- _SHORT TASK_
Report each line in the material below that contains the word "Give", copying every such line in full. Matching is case-sensitive.

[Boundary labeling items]
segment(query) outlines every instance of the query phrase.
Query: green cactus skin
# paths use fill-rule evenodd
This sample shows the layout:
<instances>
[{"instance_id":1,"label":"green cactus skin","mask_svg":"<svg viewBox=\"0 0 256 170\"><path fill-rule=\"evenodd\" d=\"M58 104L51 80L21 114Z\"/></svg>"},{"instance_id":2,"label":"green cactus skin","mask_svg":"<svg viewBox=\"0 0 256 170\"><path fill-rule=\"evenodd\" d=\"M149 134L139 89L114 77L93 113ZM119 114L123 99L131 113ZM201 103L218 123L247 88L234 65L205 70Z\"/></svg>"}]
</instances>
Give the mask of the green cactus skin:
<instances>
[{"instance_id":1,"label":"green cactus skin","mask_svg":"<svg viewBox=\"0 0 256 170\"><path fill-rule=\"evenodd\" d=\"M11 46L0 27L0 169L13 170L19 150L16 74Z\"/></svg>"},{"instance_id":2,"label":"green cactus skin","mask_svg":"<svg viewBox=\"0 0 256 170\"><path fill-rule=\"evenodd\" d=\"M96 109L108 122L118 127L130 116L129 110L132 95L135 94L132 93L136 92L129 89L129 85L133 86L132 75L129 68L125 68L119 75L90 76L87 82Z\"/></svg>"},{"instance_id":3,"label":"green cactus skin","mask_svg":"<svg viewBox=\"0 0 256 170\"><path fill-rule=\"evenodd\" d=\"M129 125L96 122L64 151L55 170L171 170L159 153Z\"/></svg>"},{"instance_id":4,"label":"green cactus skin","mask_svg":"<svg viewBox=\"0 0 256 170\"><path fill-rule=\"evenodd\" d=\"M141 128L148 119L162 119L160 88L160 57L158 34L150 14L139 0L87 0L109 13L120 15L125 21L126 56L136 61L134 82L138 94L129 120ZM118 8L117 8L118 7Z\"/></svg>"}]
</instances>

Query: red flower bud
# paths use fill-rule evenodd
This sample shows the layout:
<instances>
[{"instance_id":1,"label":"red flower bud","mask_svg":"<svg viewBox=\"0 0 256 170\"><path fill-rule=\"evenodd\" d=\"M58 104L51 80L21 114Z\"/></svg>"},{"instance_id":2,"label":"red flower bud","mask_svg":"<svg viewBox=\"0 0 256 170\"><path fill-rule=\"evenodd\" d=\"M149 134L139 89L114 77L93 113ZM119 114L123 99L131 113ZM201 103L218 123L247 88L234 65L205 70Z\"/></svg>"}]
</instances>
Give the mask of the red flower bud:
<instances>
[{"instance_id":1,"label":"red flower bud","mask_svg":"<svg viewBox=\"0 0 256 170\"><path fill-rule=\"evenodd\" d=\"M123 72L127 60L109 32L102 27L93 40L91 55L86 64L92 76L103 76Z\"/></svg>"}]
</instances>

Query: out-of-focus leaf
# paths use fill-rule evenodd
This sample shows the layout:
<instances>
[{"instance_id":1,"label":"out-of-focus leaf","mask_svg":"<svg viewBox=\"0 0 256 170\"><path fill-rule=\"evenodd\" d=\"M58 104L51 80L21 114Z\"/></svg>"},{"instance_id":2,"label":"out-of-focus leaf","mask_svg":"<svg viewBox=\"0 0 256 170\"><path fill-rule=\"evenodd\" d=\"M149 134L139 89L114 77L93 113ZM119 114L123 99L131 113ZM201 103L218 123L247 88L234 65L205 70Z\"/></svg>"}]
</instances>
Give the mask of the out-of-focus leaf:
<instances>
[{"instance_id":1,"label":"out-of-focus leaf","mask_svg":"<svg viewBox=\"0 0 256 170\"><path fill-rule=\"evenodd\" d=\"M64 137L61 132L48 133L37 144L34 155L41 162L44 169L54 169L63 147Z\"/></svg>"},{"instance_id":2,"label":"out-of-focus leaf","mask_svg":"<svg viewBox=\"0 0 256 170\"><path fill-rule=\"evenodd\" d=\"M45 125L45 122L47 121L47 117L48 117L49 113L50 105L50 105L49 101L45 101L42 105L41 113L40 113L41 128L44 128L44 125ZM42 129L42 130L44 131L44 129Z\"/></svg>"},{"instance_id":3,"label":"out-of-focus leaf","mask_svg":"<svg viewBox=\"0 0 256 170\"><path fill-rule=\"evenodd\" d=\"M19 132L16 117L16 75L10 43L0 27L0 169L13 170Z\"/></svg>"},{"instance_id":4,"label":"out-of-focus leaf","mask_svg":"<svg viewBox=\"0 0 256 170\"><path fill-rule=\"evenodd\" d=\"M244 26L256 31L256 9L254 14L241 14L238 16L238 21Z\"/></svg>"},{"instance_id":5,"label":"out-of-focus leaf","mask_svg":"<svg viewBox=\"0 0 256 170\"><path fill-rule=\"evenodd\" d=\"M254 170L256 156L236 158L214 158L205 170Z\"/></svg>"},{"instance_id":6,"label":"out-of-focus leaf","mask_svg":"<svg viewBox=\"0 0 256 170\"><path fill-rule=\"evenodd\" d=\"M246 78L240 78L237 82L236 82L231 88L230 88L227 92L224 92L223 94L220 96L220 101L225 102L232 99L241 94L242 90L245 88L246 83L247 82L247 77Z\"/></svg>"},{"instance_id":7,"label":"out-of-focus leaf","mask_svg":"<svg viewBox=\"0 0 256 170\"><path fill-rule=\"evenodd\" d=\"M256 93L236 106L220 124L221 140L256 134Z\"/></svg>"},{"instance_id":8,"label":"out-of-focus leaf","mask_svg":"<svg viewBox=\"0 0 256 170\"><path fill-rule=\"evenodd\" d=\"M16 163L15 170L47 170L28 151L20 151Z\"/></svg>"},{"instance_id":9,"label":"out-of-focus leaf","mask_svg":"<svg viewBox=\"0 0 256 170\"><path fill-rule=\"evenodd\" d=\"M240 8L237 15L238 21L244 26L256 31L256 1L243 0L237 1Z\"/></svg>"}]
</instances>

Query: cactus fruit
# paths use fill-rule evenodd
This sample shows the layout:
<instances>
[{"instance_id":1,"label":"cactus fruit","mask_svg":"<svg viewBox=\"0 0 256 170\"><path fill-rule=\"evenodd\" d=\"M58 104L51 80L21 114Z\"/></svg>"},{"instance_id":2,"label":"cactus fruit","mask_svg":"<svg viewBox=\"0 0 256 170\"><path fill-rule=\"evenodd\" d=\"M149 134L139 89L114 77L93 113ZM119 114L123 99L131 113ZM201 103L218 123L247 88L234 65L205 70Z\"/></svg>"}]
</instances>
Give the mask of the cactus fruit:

==

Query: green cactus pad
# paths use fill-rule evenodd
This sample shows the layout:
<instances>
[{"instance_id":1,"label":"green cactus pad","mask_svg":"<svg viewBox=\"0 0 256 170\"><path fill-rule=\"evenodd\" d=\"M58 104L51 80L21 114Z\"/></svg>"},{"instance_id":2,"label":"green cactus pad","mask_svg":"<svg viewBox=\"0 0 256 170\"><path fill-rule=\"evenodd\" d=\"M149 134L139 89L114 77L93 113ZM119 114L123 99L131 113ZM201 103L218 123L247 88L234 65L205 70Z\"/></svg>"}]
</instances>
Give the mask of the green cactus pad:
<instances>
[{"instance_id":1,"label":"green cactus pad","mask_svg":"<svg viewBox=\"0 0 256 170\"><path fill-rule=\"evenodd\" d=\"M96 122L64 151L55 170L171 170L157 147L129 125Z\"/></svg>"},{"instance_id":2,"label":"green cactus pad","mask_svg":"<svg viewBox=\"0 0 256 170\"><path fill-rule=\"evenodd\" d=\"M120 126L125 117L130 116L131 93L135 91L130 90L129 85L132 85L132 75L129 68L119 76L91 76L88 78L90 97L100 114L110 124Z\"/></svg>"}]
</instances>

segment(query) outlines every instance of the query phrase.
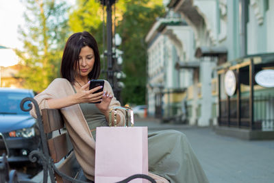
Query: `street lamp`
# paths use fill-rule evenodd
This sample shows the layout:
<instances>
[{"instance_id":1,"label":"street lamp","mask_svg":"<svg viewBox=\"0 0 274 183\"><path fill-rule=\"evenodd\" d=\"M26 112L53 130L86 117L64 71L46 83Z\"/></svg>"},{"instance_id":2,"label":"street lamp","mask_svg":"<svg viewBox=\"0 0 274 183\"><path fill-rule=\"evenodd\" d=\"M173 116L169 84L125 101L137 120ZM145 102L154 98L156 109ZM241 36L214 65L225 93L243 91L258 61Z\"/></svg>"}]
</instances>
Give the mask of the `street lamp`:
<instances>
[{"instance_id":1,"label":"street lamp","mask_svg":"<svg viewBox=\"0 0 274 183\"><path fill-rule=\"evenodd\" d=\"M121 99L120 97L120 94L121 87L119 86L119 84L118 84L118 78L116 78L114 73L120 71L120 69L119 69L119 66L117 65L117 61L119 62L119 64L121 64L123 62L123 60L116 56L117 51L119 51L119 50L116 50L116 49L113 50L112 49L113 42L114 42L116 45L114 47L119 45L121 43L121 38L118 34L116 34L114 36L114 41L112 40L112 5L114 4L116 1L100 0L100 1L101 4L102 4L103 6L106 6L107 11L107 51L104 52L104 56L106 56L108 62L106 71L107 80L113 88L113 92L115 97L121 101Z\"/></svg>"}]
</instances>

- _FULL SOLUTION_
Give the mask of the green cactus skin:
Give the mask of the red flower bud:
Give the mask of the out-of-focus leaf:
Give the mask of the cactus fruit:
Give the mask of the green cactus pad:
Give the mask of the `street lamp`:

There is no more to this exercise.